══ Extracto del documento ══
Se llama Ausiàs y es, probablemente, uno de los restaurantes más personales y emocionantes de los últimos tiempos en la Comunidad Valenciana. Detrás del proyecto están el cocinero —y pastelero— Ausiàs Signes y su pareja, Felicia Guerra. Lo suyo es un sueño hecho realidad y un homenaje doble: a su tierra, su entorno y su familia, y también al poeta valenciano Ausiàs March, de quien toma el nombre el local.
Lo que proponen no es solo una cocina de producto o de temporada. Lo suyo va más allá. Lo que hacen es cocinar desde la intuición, la memoria... Haciendo un homenaje al entorno, a la huerta valenciana, a sus lonjas... Todo ello con platos con muchísima personalidad, sin grandes artificios, pero con una técnica finísima y una sensibilidad de las que no se encuentran fácilmente.
El chef que primero fue pastelero de altos vuelos y más tarde regresó a casa 2n295u
La historia de Ausiàs Signes es de las que se cuecen poco a poco, sin prisa pero sin pausa, pero que cuando arrancan, salen hacia lo más alto como un cohete. Nació en Barx, el mismo pueblo que vio hacerse grande a Ricard Camarena. Se formó en Le Cordon Bleu Madrid, apostando por hacerlo en la parte de pastelería y allí fue donde conoció a Felicia, también formada en pastelería, su pareja y su compañera en esta etapa.
═══
══ Datos proporcionados ══
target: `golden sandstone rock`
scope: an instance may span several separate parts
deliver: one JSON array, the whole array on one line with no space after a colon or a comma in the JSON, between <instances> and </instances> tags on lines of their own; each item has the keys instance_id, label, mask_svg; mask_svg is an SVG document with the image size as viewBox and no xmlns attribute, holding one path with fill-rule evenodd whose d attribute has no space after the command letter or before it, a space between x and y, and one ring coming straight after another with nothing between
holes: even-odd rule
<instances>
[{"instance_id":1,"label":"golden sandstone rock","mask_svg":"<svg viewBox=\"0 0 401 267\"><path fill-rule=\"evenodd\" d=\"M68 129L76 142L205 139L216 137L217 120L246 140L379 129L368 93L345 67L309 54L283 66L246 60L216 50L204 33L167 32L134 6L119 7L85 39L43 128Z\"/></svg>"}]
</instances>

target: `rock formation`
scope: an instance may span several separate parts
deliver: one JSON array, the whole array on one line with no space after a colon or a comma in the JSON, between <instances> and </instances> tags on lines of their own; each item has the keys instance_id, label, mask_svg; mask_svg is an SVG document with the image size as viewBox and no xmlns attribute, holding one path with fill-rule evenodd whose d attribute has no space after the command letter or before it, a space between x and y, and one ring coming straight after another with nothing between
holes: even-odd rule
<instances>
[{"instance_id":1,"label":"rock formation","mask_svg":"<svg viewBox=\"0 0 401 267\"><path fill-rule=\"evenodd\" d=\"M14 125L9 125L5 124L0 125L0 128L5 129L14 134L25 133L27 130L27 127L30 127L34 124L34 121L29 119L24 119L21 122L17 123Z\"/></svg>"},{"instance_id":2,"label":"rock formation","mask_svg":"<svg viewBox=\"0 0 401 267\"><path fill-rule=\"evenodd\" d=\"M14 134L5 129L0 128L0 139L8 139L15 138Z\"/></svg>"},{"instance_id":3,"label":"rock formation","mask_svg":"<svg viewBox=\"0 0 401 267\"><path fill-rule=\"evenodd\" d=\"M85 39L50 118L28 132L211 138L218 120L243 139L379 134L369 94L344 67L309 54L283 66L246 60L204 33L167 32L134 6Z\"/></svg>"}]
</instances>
═══
§ Tareas del ejercicio:
[1] Reproduce del texto sobre el restaurante Ausiàs todo lo que va desde "Lo que proponen" hasta "en esta etapa.".
[2] Indica todas las líneas de las filas que contienen la cadena "target" y cópialas sin cambios. Se distinguen mayúsculas y minúsculas.

§ Lista de soluciones:
[1]
Lo que proponen no es solo una cocina de producto o de temporada. Lo suyo va más allá. Lo que hacen es cocinar desde la intuición, la memoria... Haciendo un homenaje al entorno, a la huerta valenciana, a sus lonjas... Todo ello con platos con muchísima personalidad, sin grandes artificios, pero con una técnica finísima y una sensibilidad de las que no se encuentran fácilmente.
El chef que primero fue pastelero de altos vuelos y más tarde regresó a casa 2n295u
La historia de Ausiàs Signes es de las que se cuecen poco a poco, sin prisa pero sin pausa, pero que cuando arrancan, salen hacia lo más alto como un cohete. Nació en Barx, el mismo pueblo que vio hacerse grande a Ricard Camarena. Se formó en Le Cordon Bleu Madrid, apostando por hacerlo en la parte de pastelería y allí fue donde conoció a Felicia, también formada en pastelería, su pareja y su compañera en esta etapa.

[2]
target: `golden sandstone rock`
target: `rock formation`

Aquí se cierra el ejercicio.